**WHAT TO WORK ON**: Rewrite everything from the start of the records down to the line containing "[[0,127],[0,204],[17,184],[31,162],[26,123]]", replacing "concrete wall" with "stone wall" and leaving the rest unchanged.
━━ SUPPLIED RECORDS
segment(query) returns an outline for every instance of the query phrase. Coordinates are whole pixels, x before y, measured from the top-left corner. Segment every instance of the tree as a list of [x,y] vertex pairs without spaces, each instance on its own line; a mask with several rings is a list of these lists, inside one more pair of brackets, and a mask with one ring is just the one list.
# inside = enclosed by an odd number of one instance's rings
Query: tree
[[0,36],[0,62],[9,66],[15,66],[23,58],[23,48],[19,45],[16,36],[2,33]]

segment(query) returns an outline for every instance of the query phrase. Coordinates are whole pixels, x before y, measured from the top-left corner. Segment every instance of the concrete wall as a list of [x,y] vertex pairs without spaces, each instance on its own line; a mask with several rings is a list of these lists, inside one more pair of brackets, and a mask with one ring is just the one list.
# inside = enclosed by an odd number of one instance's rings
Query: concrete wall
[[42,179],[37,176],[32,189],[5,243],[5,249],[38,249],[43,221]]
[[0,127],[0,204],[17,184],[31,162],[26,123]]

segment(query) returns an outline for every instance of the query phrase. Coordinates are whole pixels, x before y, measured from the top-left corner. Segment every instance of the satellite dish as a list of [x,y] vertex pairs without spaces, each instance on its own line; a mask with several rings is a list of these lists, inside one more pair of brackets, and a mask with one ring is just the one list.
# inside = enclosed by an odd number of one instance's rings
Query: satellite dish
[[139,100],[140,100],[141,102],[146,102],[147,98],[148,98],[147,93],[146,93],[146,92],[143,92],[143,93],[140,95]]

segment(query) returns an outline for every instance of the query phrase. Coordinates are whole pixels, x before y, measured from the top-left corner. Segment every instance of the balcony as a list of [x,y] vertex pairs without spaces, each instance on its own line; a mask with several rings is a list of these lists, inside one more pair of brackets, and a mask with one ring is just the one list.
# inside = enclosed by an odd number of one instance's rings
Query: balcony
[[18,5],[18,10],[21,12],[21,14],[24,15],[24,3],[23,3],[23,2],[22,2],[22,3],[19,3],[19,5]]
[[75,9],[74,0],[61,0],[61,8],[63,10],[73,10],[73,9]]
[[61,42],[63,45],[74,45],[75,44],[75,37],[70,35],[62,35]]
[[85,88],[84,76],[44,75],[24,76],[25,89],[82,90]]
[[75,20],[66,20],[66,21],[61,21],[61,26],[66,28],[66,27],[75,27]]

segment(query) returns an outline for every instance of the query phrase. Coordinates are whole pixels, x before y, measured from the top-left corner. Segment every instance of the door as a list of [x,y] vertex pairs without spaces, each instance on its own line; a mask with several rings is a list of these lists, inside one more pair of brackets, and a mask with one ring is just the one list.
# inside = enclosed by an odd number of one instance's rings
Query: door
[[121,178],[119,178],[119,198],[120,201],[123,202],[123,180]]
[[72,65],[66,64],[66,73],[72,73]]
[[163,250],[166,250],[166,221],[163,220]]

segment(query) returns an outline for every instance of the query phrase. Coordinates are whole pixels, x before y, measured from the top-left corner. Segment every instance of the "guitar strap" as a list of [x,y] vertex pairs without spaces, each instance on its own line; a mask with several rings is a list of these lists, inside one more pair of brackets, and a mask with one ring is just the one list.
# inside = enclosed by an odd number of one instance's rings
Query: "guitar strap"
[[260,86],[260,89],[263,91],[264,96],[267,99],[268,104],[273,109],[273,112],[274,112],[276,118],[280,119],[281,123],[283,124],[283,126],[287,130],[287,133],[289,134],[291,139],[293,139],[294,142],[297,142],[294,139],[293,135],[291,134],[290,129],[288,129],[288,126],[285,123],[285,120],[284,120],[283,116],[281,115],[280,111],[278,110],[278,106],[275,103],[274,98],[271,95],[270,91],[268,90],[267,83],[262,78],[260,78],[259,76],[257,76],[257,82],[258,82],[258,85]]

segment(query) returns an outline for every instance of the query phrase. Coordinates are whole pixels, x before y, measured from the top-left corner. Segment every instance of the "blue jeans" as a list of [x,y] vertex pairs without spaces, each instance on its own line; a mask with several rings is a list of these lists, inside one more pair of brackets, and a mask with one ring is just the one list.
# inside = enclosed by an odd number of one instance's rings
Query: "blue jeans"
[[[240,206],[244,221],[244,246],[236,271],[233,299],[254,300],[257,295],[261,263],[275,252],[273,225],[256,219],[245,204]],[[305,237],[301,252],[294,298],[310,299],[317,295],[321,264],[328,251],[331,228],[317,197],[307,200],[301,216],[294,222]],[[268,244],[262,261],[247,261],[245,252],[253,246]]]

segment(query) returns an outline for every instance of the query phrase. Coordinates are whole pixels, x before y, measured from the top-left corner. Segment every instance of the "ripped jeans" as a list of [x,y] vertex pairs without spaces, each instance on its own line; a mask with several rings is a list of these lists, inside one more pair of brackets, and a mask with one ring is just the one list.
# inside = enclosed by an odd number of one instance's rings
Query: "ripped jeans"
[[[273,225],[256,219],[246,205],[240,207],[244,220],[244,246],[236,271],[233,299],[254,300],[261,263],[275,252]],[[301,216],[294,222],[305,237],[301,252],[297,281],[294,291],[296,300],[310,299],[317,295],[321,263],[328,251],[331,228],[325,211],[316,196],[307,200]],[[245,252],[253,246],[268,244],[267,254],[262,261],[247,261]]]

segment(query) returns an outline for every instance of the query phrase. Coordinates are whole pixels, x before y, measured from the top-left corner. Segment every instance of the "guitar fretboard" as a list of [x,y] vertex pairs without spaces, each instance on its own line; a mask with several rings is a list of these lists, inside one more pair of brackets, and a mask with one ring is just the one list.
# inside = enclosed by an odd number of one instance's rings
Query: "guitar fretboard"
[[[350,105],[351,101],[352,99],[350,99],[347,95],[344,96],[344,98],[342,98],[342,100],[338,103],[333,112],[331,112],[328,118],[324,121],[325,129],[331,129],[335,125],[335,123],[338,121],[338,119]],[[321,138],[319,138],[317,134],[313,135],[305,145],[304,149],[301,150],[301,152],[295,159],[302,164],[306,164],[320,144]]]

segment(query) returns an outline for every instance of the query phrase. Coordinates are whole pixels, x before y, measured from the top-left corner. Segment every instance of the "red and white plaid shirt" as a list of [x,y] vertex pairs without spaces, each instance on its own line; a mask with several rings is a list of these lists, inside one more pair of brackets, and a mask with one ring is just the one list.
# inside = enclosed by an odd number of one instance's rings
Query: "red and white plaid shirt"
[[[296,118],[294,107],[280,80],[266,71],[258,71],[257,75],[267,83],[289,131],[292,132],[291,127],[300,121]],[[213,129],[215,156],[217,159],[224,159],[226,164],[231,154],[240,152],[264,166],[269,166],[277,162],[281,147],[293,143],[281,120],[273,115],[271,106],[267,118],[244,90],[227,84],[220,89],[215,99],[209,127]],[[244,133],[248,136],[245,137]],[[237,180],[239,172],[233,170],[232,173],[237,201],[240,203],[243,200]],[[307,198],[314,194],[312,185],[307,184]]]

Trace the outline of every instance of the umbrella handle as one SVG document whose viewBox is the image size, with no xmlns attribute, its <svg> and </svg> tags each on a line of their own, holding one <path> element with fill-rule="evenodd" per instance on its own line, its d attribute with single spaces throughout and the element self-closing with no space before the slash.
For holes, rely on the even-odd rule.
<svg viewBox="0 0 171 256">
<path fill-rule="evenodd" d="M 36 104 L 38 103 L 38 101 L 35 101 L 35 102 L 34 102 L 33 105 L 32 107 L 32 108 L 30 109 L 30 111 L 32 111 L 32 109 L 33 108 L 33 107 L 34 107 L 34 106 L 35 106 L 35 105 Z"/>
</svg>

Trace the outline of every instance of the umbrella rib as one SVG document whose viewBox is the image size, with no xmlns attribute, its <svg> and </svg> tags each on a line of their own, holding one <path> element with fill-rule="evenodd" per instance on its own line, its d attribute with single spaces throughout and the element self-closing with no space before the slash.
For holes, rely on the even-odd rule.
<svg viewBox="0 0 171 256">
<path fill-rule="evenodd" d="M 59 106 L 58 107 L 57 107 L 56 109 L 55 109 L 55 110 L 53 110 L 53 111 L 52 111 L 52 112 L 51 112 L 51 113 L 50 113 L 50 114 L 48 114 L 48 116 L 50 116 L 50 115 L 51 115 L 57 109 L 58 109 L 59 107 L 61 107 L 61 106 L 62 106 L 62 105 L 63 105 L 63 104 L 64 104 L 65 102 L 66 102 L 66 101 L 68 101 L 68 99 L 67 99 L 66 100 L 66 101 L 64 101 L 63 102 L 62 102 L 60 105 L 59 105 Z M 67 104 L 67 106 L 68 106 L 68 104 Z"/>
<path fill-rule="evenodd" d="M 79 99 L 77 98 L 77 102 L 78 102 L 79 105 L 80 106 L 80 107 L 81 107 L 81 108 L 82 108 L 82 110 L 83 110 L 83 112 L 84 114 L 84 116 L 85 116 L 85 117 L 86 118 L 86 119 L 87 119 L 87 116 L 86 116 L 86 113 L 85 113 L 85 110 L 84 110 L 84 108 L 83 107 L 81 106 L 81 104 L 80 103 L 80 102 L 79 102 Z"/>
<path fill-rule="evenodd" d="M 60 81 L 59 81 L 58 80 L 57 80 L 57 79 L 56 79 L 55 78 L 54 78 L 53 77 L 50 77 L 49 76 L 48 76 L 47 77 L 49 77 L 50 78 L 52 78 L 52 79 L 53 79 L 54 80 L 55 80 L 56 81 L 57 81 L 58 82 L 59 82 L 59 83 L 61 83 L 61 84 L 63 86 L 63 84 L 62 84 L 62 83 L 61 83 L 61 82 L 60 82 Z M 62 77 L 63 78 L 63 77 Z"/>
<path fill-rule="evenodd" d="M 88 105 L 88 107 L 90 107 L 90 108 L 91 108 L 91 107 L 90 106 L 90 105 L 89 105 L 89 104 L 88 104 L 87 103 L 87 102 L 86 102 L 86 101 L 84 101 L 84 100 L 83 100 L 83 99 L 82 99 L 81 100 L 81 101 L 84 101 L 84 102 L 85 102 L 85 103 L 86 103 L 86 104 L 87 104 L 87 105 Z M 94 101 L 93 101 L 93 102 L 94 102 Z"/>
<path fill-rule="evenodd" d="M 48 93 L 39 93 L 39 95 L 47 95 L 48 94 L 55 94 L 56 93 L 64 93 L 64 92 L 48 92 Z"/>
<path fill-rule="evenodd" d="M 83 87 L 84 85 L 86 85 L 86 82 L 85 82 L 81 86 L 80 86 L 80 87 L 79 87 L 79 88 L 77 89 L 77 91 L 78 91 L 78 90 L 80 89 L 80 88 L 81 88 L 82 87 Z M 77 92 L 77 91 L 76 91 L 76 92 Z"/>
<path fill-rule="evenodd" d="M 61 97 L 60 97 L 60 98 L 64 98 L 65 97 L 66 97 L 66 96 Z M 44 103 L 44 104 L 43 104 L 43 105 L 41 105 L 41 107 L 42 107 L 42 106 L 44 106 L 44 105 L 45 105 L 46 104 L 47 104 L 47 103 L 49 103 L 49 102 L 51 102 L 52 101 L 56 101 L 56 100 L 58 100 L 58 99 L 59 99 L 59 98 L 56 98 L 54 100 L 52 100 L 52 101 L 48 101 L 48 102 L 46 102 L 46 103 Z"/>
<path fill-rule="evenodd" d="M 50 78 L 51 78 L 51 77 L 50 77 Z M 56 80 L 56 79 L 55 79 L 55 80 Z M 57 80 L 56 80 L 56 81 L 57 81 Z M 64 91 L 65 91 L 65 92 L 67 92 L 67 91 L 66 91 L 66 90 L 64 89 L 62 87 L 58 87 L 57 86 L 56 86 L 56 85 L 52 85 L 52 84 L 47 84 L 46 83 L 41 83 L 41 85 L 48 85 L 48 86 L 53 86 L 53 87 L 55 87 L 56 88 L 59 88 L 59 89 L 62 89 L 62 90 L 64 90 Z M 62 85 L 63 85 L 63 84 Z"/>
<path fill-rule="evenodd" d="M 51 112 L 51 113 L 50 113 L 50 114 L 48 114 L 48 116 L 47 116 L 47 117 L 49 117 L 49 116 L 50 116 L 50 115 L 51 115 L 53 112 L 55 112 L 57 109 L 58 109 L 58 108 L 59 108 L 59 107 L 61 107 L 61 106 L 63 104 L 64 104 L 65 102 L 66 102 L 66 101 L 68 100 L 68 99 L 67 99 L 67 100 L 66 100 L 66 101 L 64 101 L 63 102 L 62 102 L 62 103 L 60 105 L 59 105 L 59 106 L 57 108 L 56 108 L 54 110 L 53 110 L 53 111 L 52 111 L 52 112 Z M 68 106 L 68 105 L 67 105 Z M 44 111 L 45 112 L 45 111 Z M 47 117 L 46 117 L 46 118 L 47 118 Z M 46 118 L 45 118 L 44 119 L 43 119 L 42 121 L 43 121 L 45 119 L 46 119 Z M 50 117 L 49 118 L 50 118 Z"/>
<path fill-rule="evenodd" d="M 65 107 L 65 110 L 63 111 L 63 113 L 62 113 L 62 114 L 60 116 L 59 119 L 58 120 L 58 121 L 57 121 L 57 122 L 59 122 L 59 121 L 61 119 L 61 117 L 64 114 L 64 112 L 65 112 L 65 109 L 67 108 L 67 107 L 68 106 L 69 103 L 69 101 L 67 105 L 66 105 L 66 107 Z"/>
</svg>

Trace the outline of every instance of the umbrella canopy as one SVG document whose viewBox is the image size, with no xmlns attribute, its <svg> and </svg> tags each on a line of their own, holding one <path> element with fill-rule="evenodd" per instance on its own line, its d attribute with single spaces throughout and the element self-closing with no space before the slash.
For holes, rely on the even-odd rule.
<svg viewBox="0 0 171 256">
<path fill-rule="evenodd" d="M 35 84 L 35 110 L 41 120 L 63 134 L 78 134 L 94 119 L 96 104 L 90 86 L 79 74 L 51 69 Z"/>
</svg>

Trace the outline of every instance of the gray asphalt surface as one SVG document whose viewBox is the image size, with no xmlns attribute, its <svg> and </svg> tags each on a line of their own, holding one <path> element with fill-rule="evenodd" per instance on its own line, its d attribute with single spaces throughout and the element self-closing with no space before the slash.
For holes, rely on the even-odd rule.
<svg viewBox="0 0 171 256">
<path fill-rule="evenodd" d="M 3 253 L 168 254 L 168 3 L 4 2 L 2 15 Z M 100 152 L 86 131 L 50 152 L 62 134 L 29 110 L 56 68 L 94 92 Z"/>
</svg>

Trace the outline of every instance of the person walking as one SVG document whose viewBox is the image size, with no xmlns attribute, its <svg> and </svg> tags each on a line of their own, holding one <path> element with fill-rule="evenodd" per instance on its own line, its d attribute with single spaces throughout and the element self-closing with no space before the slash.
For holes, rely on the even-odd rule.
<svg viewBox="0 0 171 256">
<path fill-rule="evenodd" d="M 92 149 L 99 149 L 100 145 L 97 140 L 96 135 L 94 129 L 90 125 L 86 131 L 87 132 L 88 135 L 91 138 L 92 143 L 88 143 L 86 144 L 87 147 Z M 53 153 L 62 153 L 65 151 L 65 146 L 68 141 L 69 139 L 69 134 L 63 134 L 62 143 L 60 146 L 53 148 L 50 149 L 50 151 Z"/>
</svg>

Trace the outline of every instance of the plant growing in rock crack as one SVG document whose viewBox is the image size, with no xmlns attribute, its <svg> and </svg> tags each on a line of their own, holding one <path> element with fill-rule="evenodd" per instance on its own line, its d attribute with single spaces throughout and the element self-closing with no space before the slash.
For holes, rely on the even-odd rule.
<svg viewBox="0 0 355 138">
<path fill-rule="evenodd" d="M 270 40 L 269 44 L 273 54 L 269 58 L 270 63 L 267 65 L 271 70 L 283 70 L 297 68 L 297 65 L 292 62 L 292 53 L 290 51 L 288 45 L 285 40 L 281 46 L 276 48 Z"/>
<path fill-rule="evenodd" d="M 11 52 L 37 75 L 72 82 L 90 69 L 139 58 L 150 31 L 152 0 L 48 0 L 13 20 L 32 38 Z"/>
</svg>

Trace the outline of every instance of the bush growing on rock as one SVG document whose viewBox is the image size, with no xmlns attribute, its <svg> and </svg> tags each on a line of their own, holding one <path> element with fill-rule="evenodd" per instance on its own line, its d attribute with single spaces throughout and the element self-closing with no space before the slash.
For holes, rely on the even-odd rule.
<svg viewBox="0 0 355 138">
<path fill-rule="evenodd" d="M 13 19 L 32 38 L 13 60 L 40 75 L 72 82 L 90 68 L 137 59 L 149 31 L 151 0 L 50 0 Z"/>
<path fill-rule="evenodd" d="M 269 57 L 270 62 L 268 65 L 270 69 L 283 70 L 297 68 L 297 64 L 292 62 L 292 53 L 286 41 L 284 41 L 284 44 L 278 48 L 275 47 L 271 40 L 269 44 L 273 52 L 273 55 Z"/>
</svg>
━━━━
**EXERCISE OUTPUT**:
segment(query) returns an outline for every instance of the query phrase. Coordinates are whole pixels, x before y, measured from the top-left corner. Segment every instance of the tree as a list of [x,y] vertex pairs without spaces, each instance on its own line; a mask with several rings is a list of these lists, inside one more pair of brackets, and a mask with one ring is just the one list.
# inside = enclosed by an odd number of one instance's rings
Query: tree
[[0,36],[0,62],[9,66],[15,66],[23,58],[23,48],[19,45],[16,36],[2,33]]

segment(query) returns an outline for every instance of the query phrase. Coordinates are whole pixels, x before y, measured from the top-left corner. Segment every instance of the stone wall as a list of [x,y] vertex pairs without spaces, each instance on its own line; a mask with several rings is a list of these lists, inside one more pair of brackets, and a mask with one ring is just the one list.
# inside = enclosed by an odd number of one instance's rings
Query: stone wall
[[42,179],[37,176],[32,189],[5,243],[5,249],[38,249],[43,221]]
[[0,127],[0,204],[17,184],[31,162],[26,123]]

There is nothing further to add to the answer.